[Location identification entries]
◆ ◆ ◆ ◆
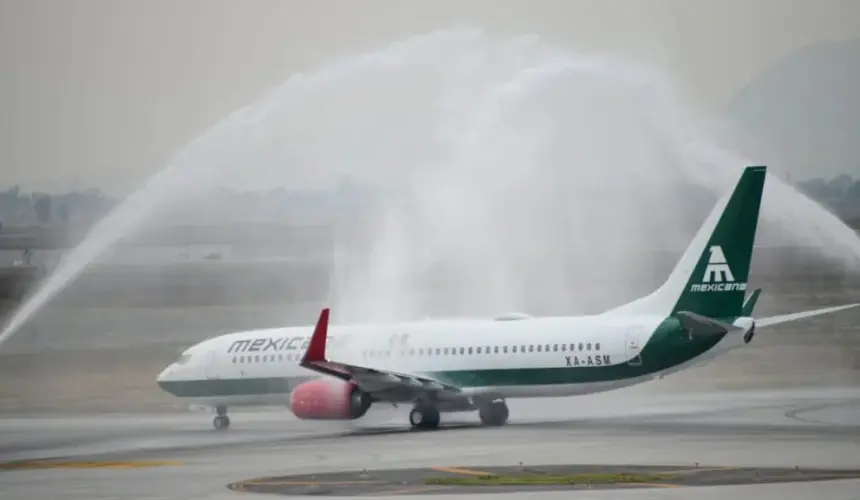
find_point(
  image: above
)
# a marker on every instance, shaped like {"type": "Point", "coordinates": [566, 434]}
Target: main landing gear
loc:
{"type": "Point", "coordinates": [494, 414]}
{"type": "Point", "coordinates": [221, 422]}
{"type": "Point", "coordinates": [426, 416]}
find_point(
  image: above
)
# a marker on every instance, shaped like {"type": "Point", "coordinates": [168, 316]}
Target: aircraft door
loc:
{"type": "Point", "coordinates": [210, 365]}
{"type": "Point", "coordinates": [633, 348]}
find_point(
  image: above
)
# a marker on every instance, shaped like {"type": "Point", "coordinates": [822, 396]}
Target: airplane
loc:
{"type": "Point", "coordinates": [336, 372]}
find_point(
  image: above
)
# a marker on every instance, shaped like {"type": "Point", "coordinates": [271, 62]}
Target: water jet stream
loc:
{"type": "Point", "coordinates": [506, 169]}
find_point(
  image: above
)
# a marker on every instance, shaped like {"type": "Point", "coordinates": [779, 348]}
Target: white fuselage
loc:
{"type": "Point", "coordinates": [513, 351]}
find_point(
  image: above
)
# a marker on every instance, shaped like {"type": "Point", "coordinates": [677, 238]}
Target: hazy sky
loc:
{"type": "Point", "coordinates": [101, 92]}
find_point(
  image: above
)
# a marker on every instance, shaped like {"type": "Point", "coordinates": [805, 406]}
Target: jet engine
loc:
{"type": "Point", "coordinates": [329, 399]}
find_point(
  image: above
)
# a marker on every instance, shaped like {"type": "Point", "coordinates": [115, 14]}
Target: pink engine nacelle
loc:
{"type": "Point", "coordinates": [329, 399]}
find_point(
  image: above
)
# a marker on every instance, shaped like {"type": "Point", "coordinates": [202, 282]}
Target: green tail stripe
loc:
{"type": "Point", "coordinates": [717, 285]}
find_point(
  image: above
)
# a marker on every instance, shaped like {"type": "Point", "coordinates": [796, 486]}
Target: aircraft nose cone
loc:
{"type": "Point", "coordinates": [163, 379]}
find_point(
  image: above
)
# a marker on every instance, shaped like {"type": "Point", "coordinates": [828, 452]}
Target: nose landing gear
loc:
{"type": "Point", "coordinates": [221, 421]}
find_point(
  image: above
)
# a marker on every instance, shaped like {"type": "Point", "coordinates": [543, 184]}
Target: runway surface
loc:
{"type": "Point", "coordinates": [180, 457]}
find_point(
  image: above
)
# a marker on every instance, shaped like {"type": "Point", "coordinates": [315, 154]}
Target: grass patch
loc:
{"type": "Point", "coordinates": [538, 479]}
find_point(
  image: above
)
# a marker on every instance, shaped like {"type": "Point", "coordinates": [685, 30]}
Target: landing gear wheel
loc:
{"type": "Point", "coordinates": [494, 414]}
{"type": "Point", "coordinates": [424, 417]}
{"type": "Point", "coordinates": [221, 422]}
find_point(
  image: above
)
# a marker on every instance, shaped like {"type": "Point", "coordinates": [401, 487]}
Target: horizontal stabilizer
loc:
{"type": "Point", "coordinates": [702, 326]}
{"type": "Point", "coordinates": [749, 305]}
{"type": "Point", "coordinates": [785, 318]}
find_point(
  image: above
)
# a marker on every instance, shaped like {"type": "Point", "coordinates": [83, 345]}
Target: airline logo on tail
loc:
{"type": "Point", "coordinates": [718, 275]}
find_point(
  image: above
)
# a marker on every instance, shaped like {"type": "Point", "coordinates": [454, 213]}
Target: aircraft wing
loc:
{"type": "Point", "coordinates": [785, 318]}
{"type": "Point", "coordinates": [368, 379]}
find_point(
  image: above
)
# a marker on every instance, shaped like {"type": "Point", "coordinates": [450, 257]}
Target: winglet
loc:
{"type": "Point", "coordinates": [316, 347]}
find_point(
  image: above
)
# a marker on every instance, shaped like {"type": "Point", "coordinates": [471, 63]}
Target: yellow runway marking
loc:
{"type": "Point", "coordinates": [61, 464]}
{"type": "Point", "coordinates": [276, 482]}
{"type": "Point", "coordinates": [464, 472]}
{"type": "Point", "coordinates": [654, 485]}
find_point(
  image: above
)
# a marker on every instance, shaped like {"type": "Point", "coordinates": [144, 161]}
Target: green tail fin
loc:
{"type": "Point", "coordinates": [711, 277]}
{"type": "Point", "coordinates": [749, 305]}
{"type": "Point", "coordinates": [717, 285]}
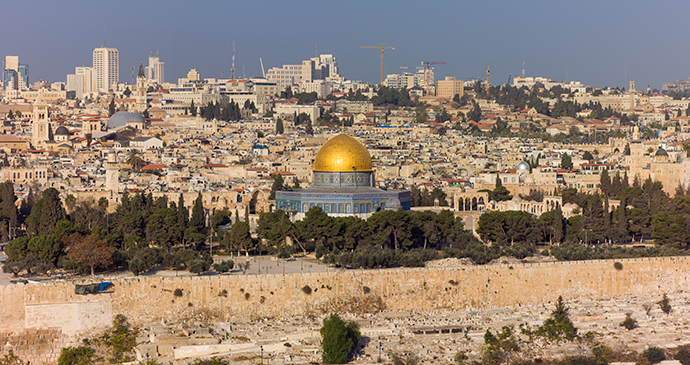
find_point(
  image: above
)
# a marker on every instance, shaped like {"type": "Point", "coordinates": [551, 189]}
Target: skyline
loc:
{"type": "Point", "coordinates": [599, 44]}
◆ ◆ ◆ ◆
REQUEST — With the pictures omitted, reproduce the records in full and exactly.

SOLVED PROBLEM —
find_point(
  image: above
)
# a marker on every instance, shaped like {"type": "Point", "coordinates": [566, 434]}
Target: main landing gear
loc:
{"type": "Point", "coordinates": [494, 414]}
{"type": "Point", "coordinates": [221, 422]}
{"type": "Point", "coordinates": [426, 416]}
find_point(
  image: above
)
# a marker on every instance, shaped like {"type": "Point", "coordinates": [168, 316]}
Target: aircraft door
loc:
{"type": "Point", "coordinates": [210, 365]}
{"type": "Point", "coordinates": [633, 348]}
find_point(
  image: above
)
# a marker on every instance, shaped like {"type": "Point", "coordinates": [822, 396]}
Target: airplane
loc:
{"type": "Point", "coordinates": [336, 372]}
find_point(
  image: above
)
# a marker on every instance, shaped like {"type": "Point", "coordinates": [271, 62]}
Target: water jet stream
loc:
{"type": "Point", "coordinates": [506, 169]}
find_point(
  image: above
)
# a marker on every instance, shaped like {"type": "Point", "coordinates": [779, 348]}
Target: white fuselage
loc:
{"type": "Point", "coordinates": [513, 351]}
find_point(
  image: above
)
# a marker on every instance, shaped like {"type": "Point", "coordinates": [677, 238]}
Target: hazy sky
loc:
{"type": "Point", "coordinates": [101, 92]}
find_point(
  image: above
)
# a marker on every instance, shaped like {"type": "Point", "coordinates": [805, 406]}
Target: jet engine
loc:
{"type": "Point", "coordinates": [329, 399]}
find_point(
  image: above
)
# a marker on every instance, shaped like {"type": "Point", "coordinates": [115, 14]}
Target: pink engine nacelle
loc:
{"type": "Point", "coordinates": [329, 399]}
find_point(
  image: above
)
# a marker on every instance, shaped like {"type": "Point", "coordinates": [202, 282]}
Target: green tail stripe
loc:
{"type": "Point", "coordinates": [717, 285]}
find_point(
  image: above
)
# a marker on every instance, shaped like {"type": "Point", "coordinates": [796, 486]}
Target: aircraft nose cone
loc:
{"type": "Point", "coordinates": [163, 379]}
find_point(
  image: above
)
# a marker on every instance, shaped like {"type": "Point", "coordinates": [828, 452]}
Target: nose landing gear
loc:
{"type": "Point", "coordinates": [221, 421]}
find_point(
  image: above
)
# a marker on every instance, shaped like {"type": "Point", "coordinates": [543, 184]}
Target: runway surface
loc:
{"type": "Point", "coordinates": [180, 457]}
find_point(
  image: above
)
# a marker on every instance, shaped like {"type": "Point", "coordinates": [315, 154]}
Target: grass patch
loc:
{"type": "Point", "coordinates": [538, 479]}
find_point(
  image: above
)
# a marker on every instance, shaped like {"type": "Point", "coordinates": [685, 30]}
Target: landing gear wheel
loc:
{"type": "Point", "coordinates": [494, 414]}
{"type": "Point", "coordinates": [424, 417]}
{"type": "Point", "coordinates": [221, 422]}
find_point(
  image: above
)
# a marker on every instance, shaped like {"type": "Point", "coordinates": [401, 487]}
Target: horizontal stabilizer
loc:
{"type": "Point", "coordinates": [702, 326]}
{"type": "Point", "coordinates": [749, 305]}
{"type": "Point", "coordinates": [785, 318]}
find_point(
  image: above
)
# a marker on every instance, shaped like {"type": "Point", "coordinates": [83, 345]}
Target: airline logo on tail
loc:
{"type": "Point", "coordinates": [718, 275]}
find_point(
  image: above
)
# a marker on every instance, shaped like {"type": "Point", "coordinates": [454, 213]}
Target: aircraft wing
loc:
{"type": "Point", "coordinates": [785, 318]}
{"type": "Point", "coordinates": [368, 379]}
find_point(
  image: above
)
# a marker on every instance, shaped like {"type": "Point", "coordinates": [450, 257]}
Target: winglet
loc:
{"type": "Point", "coordinates": [316, 347]}
find_point(
  image: above
)
# a marker on every instance, shaped like {"type": "Point", "coordinates": [471, 63]}
Target: yellow runway marking
loc:
{"type": "Point", "coordinates": [61, 464]}
{"type": "Point", "coordinates": [276, 482]}
{"type": "Point", "coordinates": [464, 472]}
{"type": "Point", "coordinates": [654, 485]}
find_point(
  image: above
)
# a marker on every instance, shaped like {"type": "Point", "coordinates": [144, 161]}
Target: green tail fin
loc:
{"type": "Point", "coordinates": [711, 277]}
{"type": "Point", "coordinates": [749, 305]}
{"type": "Point", "coordinates": [717, 285]}
find_point(
  image: above
)
# a marker on every instance, shaped like {"type": "Point", "coordinates": [551, 189]}
Target: skyline
loc:
{"type": "Point", "coordinates": [599, 44]}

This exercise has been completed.